(TASK DESCRIPTION)
Repeat the lines beginning at the one with "Reviewer note: check that each instance of the sunlit" and running to the end of the material, keeping the first and last of them, exactly as they appear.

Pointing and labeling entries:
□ □ □ □ □ □ □

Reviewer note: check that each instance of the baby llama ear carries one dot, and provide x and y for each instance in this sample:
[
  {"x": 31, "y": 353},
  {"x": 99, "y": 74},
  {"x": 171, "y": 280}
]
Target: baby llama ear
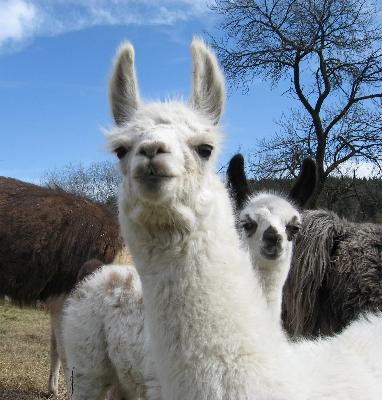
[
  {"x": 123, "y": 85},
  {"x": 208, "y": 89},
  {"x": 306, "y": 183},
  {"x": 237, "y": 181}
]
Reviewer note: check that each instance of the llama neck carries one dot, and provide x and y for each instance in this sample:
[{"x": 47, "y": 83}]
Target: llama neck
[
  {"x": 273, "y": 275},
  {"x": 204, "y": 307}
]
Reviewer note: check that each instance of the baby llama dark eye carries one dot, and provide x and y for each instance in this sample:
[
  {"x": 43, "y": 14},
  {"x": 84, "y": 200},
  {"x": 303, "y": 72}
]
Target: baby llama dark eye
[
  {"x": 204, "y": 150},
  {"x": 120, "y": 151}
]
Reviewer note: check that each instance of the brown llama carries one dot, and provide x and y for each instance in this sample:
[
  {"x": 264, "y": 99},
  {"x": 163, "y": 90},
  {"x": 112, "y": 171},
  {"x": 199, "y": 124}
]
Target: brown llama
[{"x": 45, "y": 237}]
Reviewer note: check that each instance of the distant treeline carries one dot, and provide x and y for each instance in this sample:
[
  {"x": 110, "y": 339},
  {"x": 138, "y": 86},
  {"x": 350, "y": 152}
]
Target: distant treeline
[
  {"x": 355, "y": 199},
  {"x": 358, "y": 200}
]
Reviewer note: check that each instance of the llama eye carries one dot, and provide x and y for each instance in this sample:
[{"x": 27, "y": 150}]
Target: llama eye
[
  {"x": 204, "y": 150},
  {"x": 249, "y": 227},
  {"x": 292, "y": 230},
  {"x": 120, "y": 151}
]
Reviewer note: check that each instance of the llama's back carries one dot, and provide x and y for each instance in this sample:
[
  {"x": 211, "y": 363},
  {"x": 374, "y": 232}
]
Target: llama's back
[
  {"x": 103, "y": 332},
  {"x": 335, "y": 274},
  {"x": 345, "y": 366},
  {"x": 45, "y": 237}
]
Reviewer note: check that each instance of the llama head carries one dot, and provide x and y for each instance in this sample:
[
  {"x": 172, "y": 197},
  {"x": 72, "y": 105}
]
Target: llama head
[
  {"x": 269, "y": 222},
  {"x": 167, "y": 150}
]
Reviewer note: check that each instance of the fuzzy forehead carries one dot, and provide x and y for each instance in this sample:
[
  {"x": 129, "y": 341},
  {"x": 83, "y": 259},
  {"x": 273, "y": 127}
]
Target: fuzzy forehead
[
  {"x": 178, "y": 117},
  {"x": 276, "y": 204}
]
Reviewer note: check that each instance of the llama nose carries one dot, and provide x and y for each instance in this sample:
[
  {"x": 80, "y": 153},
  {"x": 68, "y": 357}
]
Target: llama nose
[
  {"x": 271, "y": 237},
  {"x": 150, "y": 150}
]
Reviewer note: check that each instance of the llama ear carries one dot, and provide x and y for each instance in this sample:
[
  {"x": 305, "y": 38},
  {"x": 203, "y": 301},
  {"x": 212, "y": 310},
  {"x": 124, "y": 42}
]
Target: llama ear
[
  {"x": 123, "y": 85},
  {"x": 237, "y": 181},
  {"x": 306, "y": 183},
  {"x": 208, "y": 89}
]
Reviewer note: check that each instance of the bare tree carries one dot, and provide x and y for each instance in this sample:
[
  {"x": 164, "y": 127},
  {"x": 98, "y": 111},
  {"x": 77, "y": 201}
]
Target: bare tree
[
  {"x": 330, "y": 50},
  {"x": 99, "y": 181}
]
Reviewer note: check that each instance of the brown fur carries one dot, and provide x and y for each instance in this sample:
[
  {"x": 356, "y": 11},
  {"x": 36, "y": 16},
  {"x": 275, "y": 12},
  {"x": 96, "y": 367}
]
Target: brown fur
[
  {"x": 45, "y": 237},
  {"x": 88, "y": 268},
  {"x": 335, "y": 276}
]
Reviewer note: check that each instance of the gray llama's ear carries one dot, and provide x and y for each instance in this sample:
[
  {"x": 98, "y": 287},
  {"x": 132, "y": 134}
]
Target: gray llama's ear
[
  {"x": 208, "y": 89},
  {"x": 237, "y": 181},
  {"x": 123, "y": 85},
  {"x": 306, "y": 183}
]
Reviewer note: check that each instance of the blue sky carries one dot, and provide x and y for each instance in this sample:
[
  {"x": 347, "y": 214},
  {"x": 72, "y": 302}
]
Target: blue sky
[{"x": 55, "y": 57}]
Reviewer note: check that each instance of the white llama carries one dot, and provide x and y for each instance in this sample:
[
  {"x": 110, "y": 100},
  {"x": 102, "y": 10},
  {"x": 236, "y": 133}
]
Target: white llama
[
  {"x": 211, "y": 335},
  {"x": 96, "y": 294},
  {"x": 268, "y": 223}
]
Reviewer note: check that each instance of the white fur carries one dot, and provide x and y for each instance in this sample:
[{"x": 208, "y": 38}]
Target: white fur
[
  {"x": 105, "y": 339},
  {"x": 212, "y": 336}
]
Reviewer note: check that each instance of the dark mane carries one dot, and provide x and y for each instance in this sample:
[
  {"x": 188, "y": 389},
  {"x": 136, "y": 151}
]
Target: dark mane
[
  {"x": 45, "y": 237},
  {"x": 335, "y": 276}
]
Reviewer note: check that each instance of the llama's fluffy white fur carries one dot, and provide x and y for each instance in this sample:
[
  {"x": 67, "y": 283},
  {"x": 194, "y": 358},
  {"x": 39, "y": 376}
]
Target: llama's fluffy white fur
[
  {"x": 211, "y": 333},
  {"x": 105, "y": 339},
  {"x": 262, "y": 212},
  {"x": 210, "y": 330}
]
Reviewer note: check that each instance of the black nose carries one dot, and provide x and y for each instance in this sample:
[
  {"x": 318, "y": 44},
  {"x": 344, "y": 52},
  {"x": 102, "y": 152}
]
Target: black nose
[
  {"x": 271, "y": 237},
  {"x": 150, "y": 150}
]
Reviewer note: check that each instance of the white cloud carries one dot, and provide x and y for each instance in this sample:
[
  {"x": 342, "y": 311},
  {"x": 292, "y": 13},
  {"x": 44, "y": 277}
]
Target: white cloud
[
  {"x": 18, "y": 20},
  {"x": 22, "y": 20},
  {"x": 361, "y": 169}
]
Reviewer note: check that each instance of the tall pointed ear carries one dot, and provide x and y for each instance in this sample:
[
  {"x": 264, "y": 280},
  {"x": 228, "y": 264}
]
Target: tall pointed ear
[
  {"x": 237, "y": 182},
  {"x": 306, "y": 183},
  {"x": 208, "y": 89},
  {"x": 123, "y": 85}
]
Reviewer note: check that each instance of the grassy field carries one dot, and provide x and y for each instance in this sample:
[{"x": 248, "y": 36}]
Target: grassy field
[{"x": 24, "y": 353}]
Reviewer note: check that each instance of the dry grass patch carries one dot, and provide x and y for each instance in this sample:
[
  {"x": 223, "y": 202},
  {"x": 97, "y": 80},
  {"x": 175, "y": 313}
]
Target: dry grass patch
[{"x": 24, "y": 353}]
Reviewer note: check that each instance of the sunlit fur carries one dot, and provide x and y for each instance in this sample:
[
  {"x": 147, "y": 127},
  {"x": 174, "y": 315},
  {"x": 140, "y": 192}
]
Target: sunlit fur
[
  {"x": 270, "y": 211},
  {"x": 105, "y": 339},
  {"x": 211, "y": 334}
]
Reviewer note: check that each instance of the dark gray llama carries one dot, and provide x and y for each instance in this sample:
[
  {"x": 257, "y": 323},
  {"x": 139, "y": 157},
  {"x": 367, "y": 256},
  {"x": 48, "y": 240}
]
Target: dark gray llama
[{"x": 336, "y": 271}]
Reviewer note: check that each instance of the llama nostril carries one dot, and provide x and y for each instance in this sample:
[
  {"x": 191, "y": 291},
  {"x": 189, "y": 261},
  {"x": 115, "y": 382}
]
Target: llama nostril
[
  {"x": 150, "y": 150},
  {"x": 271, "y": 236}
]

□ □ □ □ □ □ □

(ANSWER TO THIS TASK)
Reviewer note: check that each instance of the sunlit fur carries one dot, and provide x and y for each instance in this sample:
[
  {"x": 147, "y": 127},
  {"x": 174, "y": 315},
  {"x": 140, "y": 192}
]
Target: sunlit fur
[
  {"x": 270, "y": 211},
  {"x": 105, "y": 339},
  {"x": 211, "y": 334}
]
Reviewer note: check that each instance of the dark gray llama carries one dot, and provide x and y for each instance in this sample:
[
  {"x": 257, "y": 323},
  {"x": 139, "y": 157},
  {"x": 367, "y": 256},
  {"x": 48, "y": 240}
]
Target: dark gray llama
[{"x": 336, "y": 271}]
Reviewer note: check that each instance of the llama nostril carries one dot, and provide x and y for each instance in this sample:
[
  {"x": 191, "y": 291},
  {"x": 189, "y": 261},
  {"x": 115, "y": 382}
]
Target: llama nostril
[
  {"x": 150, "y": 150},
  {"x": 271, "y": 236}
]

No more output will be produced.